╭─ INPUT
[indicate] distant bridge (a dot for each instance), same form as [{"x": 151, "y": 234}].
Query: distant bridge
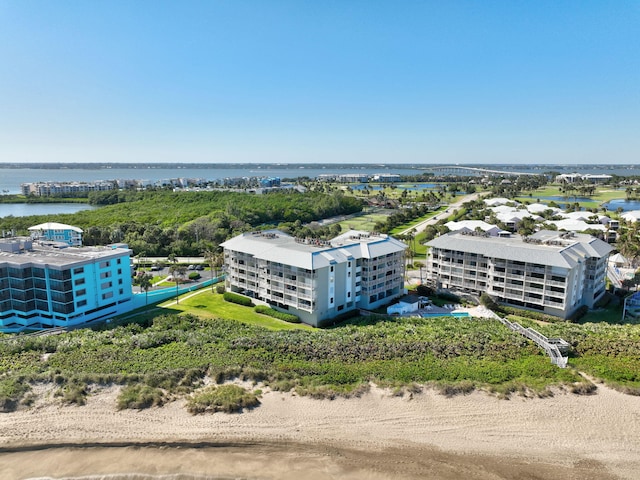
[{"x": 472, "y": 171}]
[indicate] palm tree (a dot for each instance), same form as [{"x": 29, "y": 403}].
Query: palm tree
[
  {"x": 177, "y": 272},
  {"x": 143, "y": 280},
  {"x": 215, "y": 260}
]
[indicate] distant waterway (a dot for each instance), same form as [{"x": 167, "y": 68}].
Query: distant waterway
[
  {"x": 11, "y": 177},
  {"x": 27, "y": 209}
]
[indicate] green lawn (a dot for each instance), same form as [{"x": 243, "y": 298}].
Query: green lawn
[
  {"x": 211, "y": 305},
  {"x": 363, "y": 222},
  {"x": 603, "y": 194}
]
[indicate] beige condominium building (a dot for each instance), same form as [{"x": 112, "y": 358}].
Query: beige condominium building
[
  {"x": 550, "y": 271},
  {"x": 314, "y": 279}
]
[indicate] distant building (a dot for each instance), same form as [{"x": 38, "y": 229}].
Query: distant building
[
  {"x": 386, "y": 177},
  {"x": 47, "y": 284},
  {"x": 587, "y": 177},
  {"x": 316, "y": 280},
  {"x": 46, "y": 189},
  {"x": 553, "y": 272},
  {"x": 57, "y": 232},
  {"x": 270, "y": 182}
]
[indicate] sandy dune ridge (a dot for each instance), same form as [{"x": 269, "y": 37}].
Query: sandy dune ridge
[{"x": 379, "y": 435}]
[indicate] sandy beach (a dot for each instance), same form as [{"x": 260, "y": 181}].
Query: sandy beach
[{"x": 377, "y": 436}]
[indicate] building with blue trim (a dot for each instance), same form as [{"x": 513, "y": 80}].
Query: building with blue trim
[
  {"x": 46, "y": 284},
  {"x": 57, "y": 232}
]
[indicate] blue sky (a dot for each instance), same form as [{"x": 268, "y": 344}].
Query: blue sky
[{"x": 320, "y": 81}]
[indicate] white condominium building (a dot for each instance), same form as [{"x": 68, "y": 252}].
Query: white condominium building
[
  {"x": 554, "y": 272},
  {"x": 313, "y": 279}
]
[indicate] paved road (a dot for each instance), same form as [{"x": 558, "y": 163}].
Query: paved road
[{"x": 450, "y": 209}]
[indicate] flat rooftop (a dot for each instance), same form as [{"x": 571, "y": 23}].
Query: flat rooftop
[{"x": 49, "y": 255}]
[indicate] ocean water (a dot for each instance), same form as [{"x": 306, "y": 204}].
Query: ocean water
[
  {"x": 11, "y": 177},
  {"x": 26, "y": 209}
]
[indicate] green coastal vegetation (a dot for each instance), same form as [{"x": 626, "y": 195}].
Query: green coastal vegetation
[
  {"x": 168, "y": 353},
  {"x": 165, "y": 352}
]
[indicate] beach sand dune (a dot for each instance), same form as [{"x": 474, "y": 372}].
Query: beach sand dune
[{"x": 377, "y": 436}]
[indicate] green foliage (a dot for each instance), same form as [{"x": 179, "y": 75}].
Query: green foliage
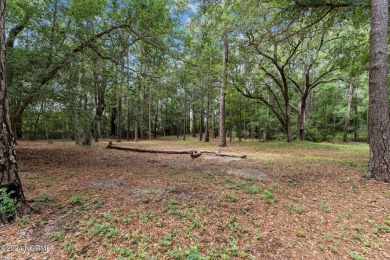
[
  {"x": 325, "y": 207},
  {"x": 269, "y": 197},
  {"x": 76, "y": 199},
  {"x": 7, "y": 203}
]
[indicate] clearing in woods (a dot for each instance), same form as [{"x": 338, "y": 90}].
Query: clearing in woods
[{"x": 286, "y": 201}]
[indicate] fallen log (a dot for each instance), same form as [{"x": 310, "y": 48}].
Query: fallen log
[{"x": 193, "y": 153}]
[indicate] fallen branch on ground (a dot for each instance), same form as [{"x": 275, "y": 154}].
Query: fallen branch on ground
[{"x": 193, "y": 153}]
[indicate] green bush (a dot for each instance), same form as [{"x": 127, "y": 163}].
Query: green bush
[{"x": 7, "y": 203}]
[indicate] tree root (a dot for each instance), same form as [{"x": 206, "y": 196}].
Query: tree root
[{"x": 193, "y": 153}]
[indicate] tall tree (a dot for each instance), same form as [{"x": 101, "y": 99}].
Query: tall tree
[
  {"x": 9, "y": 169},
  {"x": 378, "y": 117},
  {"x": 222, "y": 126}
]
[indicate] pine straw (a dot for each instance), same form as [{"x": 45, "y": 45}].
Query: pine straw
[{"x": 287, "y": 202}]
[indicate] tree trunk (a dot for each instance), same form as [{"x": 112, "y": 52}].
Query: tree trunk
[
  {"x": 141, "y": 122},
  {"x": 266, "y": 126},
  {"x": 213, "y": 134},
  {"x": 193, "y": 113},
  {"x": 356, "y": 121},
  {"x": 128, "y": 120},
  {"x": 9, "y": 169},
  {"x": 150, "y": 114},
  {"x": 185, "y": 115},
  {"x": 239, "y": 130},
  {"x": 207, "y": 133},
  {"x": 378, "y": 120},
  {"x": 222, "y": 131},
  {"x": 119, "y": 120},
  {"x": 113, "y": 121},
  {"x": 302, "y": 117},
  {"x": 348, "y": 113}
]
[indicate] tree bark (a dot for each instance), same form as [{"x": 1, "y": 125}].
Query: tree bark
[
  {"x": 128, "y": 119},
  {"x": 222, "y": 125},
  {"x": 150, "y": 113},
  {"x": 348, "y": 113},
  {"x": 8, "y": 164},
  {"x": 378, "y": 119},
  {"x": 207, "y": 133},
  {"x": 119, "y": 120},
  {"x": 193, "y": 112}
]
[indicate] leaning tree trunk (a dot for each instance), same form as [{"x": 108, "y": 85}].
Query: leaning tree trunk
[
  {"x": 9, "y": 169},
  {"x": 119, "y": 120},
  {"x": 348, "y": 113},
  {"x": 222, "y": 126},
  {"x": 378, "y": 119},
  {"x": 207, "y": 133}
]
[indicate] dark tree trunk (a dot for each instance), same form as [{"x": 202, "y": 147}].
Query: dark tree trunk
╰─
*DO THIS:*
Give every line above again exactly, with no pictures.

*TASK RESPONSE:*
[indicate] distant bridge (a dot for each instance), same form as [{"x": 151, "y": 234}].
Query: distant bridge
[{"x": 472, "y": 171}]
[indicate] palm tree (a dot for each instance), same form as [{"x": 29, "y": 403}].
Query: palm tree
[
  {"x": 177, "y": 272},
  {"x": 143, "y": 280},
  {"x": 215, "y": 260}
]
[indicate] distant waterway (a dot for each instance), same form as [{"x": 167, "y": 68}].
Query: distant waterway
[
  {"x": 11, "y": 177},
  {"x": 27, "y": 209}
]
[indicate] green lawn (a dot for each instance), same form as [{"x": 243, "y": 298}].
Query: green lawn
[
  {"x": 211, "y": 305},
  {"x": 363, "y": 222},
  {"x": 603, "y": 194}
]
[indicate] beige condominium building (a dot for each instance), same form as [{"x": 112, "y": 358}].
Query: beige condominium building
[
  {"x": 550, "y": 271},
  {"x": 314, "y": 279}
]
[indicate] distant building (a dot for each instance), same form as [{"x": 38, "y": 229}].
Query: distant building
[
  {"x": 386, "y": 177},
  {"x": 47, "y": 284},
  {"x": 587, "y": 177},
  {"x": 316, "y": 280},
  {"x": 46, "y": 189},
  {"x": 553, "y": 272},
  {"x": 57, "y": 232},
  {"x": 270, "y": 182}
]
[indicate] sandy dune ridge (a dot for each instance), same form as [{"x": 269, "y": 37}].
Query: sandy dune ridge
[{"x": 379, "y": 435}]
[indicate] sandy beach (a dot for each instance), same form as [{"x": 260, "y": 181}].
Query: sandy beach
[{"x": 377, "y": 436}]
[indicate] building with blue trim (a dot for each instance), same form as [{"x": 513, "y": 80}].
Query: building with blue trim
[
  {"x": 46, "y": 284},
  {"x": 57, "y": 232}
]
[indicate] blue sky (a dot for each instance), same form as [{"x": 268, "y": 344}].
Query: blue sky
[{"x": 320, "y": 81}]
[indicate] white condominium building (a dot for each instance), same form as [{"x": 68, "y": 252}].
Query: white condominium building
[
  {"x": 554, "y": 272},
  {"x": 313, "y": 279}
]
[indicate] paved road (a dot for each instance), same form as [{"x": 558, "y": 163}].
Query: paved road
[{"x": 450, "y": 209}]
[indicate] flat rooftop (a dot for each instance), same form as [{"x": 571, "y": 23}].
Query: flat rooftop
[{"x": 49, "y": 255}]
[indicate] ocean water (a dot for each instance), same form as [{"x": 306, "y": 204}].
Query: ocean water
[
  {"x": 11, "y": 177},
  {"x": 26, "y": 209}
]
[indicate] green coastal vegetation (a dot for each instance), same form as [{"x": 626, "y": 195}].
Query: green coastal vegetation
[
  {"x": 168, "y": 353},
  {"x": 165, "y": 352}
]
[indicate] beach sand dune (a dot for each instance), same form as [{"x": 474, "y": 372}].
Query: beach sand dune
[{"x": 377, "y": 436}]
[indicate] green foliage (a dot for each instance), same form as [{"x": 179, "y": 75}].
Query: green foliage
[
  {"x": 325, "y": 207},
  {"x": 269, "y": 197},
  {"x": 76, "y": 199},
  {"x": 7, "y": 203}
]
[indicate] clearing in woods (a dot for each instance), same form as [{"x": 338, "y": 90}].
Query: clearing in woods
[{"x": 286, "y": 201}]
[indicate] fallen log (a dot for each instance), same form as [{"x": 310, "y": 48}].
Query: fallen log
[{"x": 193, "y": 153}]
[indicate] fallen branch on ground (a dot for each instance), same form as [{"x": 275, "y": 154}].
Query: fallen branch on ground
[{"x": 193, "y": 153}]
[indicate] green bush (a dot for each instance), same form as [{"x": 127, "y": 163}].
Query: green bush
[{"x": 7, "y": 203}]
[indicate] tree root (a dot for each instance), same form as [{"x": 206, "y": 196}].
Query: tree root
[{"x": 193, "y": 153}]
[indicate] tall tree (a dot for each instance), same form as [{"x": 101, "y": 99}].
Query: tall tree
[
  {"x": 9, "y": 169},
  {"x": 378, "y": 117},
  {"x": 222, "y": 126}
]
[indicate] pine straw (a dot for each instance), same form as [{"x": 45, "y": 45}].
Query: pine straw
[{"x": 287, "y": 202}]
[indicate] tree trunk (a dot for each instance), same form as [{"x": 112, "y": 52}].
Query: tree trunk
[
  {"x": 141, "y": 122},
  {"x": 266, "y": 126},
  {"x": 213, "y": 134},
  {"x": 193, "y": 113},
  {"x": 356, "y": 121},
  {"x": 128, "y": 120},
  {"x": 9, "y": 169},
  {"x": 150, "y": 114},
  {"x": 185, "y": 115},
  {"x": 239, "y": 130},
  {"x": 207, "y": 133},
  {"x": 378, "y": 120},
  {"x": 222, "y": 131},
  {"x": 119, "y": 120},
  {"x": 113, "y": 121},
  {"x": 302, "y": 117},
  {"x": 348, "y": 113}
]
[indicate] tree bark (a dot for each instance), same form as [{"x": 1, "y": 125}].
Query: tree bark
[
  {"x": 128, "y": 119},
  {"x": 222, "y": 125},
  {"x": 150, "y": 113},
  {"x": 348, "y": 113},
  {"x": 8, "y": 164},
  {"x": 378, "y": 119},
  {"x": 207, "y": 133},
  {"x": 119, "y": 120},
  {"x": 193, "y": 112}
]
[indicate] leaning tree trunk (a dot for each instance), same form as [{"x": 108, "y": 85}].
Query: leaning tree trunk
[
  {"x": 9, "y": 169},
  {"x": 119, "y": 120},
  {"x": 348, "y": 113},
  {"x": 222, "y": 126},
  {"x": 378, "y": 119},
  {"x": 207, "y": 133}
]
[indicate] dark tree trunk (a dot for each instance), same form as [{"x": 202, "y": 147}].
Query: dark tree trunk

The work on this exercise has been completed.